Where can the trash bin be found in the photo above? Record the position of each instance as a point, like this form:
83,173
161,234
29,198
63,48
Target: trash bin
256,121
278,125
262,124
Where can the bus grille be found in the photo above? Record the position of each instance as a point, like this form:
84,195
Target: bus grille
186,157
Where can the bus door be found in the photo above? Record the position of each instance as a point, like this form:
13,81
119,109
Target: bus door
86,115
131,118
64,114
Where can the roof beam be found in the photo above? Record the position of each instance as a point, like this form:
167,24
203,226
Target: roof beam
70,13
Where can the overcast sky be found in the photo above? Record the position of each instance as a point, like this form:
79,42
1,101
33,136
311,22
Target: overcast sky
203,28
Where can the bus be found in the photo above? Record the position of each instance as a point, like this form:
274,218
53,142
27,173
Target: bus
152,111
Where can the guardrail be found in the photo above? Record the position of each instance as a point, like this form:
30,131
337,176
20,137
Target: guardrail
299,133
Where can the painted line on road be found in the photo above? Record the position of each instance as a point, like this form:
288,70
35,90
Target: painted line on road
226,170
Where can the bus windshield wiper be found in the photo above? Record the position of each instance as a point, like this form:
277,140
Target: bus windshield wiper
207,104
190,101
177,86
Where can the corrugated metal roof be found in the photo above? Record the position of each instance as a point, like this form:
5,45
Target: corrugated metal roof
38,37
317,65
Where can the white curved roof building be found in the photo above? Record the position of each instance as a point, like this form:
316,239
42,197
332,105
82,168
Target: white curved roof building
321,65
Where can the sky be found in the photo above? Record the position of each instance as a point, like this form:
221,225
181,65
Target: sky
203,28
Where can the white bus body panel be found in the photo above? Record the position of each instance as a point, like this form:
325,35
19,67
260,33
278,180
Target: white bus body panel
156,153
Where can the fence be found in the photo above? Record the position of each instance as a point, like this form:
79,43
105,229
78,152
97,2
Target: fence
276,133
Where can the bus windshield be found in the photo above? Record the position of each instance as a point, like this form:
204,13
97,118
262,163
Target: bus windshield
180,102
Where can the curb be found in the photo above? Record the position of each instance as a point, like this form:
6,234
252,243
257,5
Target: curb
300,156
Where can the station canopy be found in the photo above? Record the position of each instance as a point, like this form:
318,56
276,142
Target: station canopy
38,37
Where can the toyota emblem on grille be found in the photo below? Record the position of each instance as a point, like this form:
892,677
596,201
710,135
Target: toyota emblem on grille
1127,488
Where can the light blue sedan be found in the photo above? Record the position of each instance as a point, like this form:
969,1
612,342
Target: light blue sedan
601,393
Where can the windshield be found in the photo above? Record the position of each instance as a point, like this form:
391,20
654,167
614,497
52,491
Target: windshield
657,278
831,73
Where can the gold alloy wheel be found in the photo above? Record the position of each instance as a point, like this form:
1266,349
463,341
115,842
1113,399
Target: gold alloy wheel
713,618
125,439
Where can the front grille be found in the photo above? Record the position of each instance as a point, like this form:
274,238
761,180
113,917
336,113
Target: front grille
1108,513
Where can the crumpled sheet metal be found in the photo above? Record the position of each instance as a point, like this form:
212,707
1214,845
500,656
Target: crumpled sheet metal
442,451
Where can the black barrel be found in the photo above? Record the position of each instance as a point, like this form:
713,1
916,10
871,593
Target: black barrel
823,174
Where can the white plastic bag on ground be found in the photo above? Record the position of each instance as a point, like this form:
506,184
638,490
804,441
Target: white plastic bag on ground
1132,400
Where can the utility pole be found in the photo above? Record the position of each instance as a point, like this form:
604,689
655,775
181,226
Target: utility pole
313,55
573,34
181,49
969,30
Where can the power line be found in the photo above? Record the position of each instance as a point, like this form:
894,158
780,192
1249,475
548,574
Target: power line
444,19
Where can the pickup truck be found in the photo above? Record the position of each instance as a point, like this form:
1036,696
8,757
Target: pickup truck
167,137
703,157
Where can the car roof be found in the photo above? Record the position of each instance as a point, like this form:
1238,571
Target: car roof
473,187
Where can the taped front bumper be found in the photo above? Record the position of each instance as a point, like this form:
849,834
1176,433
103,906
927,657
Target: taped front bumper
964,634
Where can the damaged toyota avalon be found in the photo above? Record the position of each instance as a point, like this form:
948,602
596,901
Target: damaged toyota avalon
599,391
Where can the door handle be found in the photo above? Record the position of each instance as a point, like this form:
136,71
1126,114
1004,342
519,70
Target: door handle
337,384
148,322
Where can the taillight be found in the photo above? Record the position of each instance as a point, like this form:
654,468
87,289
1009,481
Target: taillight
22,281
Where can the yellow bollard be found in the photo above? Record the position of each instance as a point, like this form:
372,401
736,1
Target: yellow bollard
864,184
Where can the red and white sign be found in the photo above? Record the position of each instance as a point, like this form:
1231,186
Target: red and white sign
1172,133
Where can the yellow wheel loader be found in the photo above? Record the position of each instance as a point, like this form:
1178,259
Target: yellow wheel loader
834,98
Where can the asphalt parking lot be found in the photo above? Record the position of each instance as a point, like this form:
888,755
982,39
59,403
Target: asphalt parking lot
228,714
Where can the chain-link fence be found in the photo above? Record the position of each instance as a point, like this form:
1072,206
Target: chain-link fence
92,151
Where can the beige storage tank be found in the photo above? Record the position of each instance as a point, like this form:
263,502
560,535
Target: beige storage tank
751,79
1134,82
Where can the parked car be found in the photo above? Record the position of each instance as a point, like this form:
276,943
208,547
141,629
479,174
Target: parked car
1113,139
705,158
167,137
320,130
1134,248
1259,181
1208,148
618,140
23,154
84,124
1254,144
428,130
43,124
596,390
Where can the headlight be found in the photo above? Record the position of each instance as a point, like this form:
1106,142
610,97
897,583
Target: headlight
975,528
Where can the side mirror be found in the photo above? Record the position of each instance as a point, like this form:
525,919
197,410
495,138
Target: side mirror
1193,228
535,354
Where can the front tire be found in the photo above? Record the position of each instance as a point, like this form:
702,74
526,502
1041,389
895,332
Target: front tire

GIVEN PROBLEM:
Could you retype the rows above, from the line containing "Where can the chain-link" through the last line of the rows, both ends included?

SOLVED EXERCISE:
Where can the chain-link fence be found in the photo above? Record the position of each instance as a point, like this form:
1072,206
Target: chain-link fence
92,151
Where can the beige storage tank be found in the photo above? Record the position of each instance as a point, like this form:
263,502
560,535
Target: beige storage tank
751,79
1134,82
Where can the parked car be found in the photo above? Record the position of each instance as a point, like this form:
276,943
208,547
141,629
479,174
Target: parked car
1113,139
705,158
167,137
320,130
1134,248
1259,181
1208,148
618,140
23,154
84,124
1254,144
428,130
43,124
596,390
Where can the headlight be found in the photo above? Record the position of each instance as a point, like this form:
1106,142
610,97
897,583
Target: headlight
975,528
Where can the side mirror be found in the photo above? Record the position of each instance as a point, like this form:
525,919
197,410
495,138
Target: side mirror
1193,228
535,354
Where can the front tire be found in the photo above? Record the position of each instance as a point, like this form:
702,74
526,502
1041,389
895,332
Target: front tire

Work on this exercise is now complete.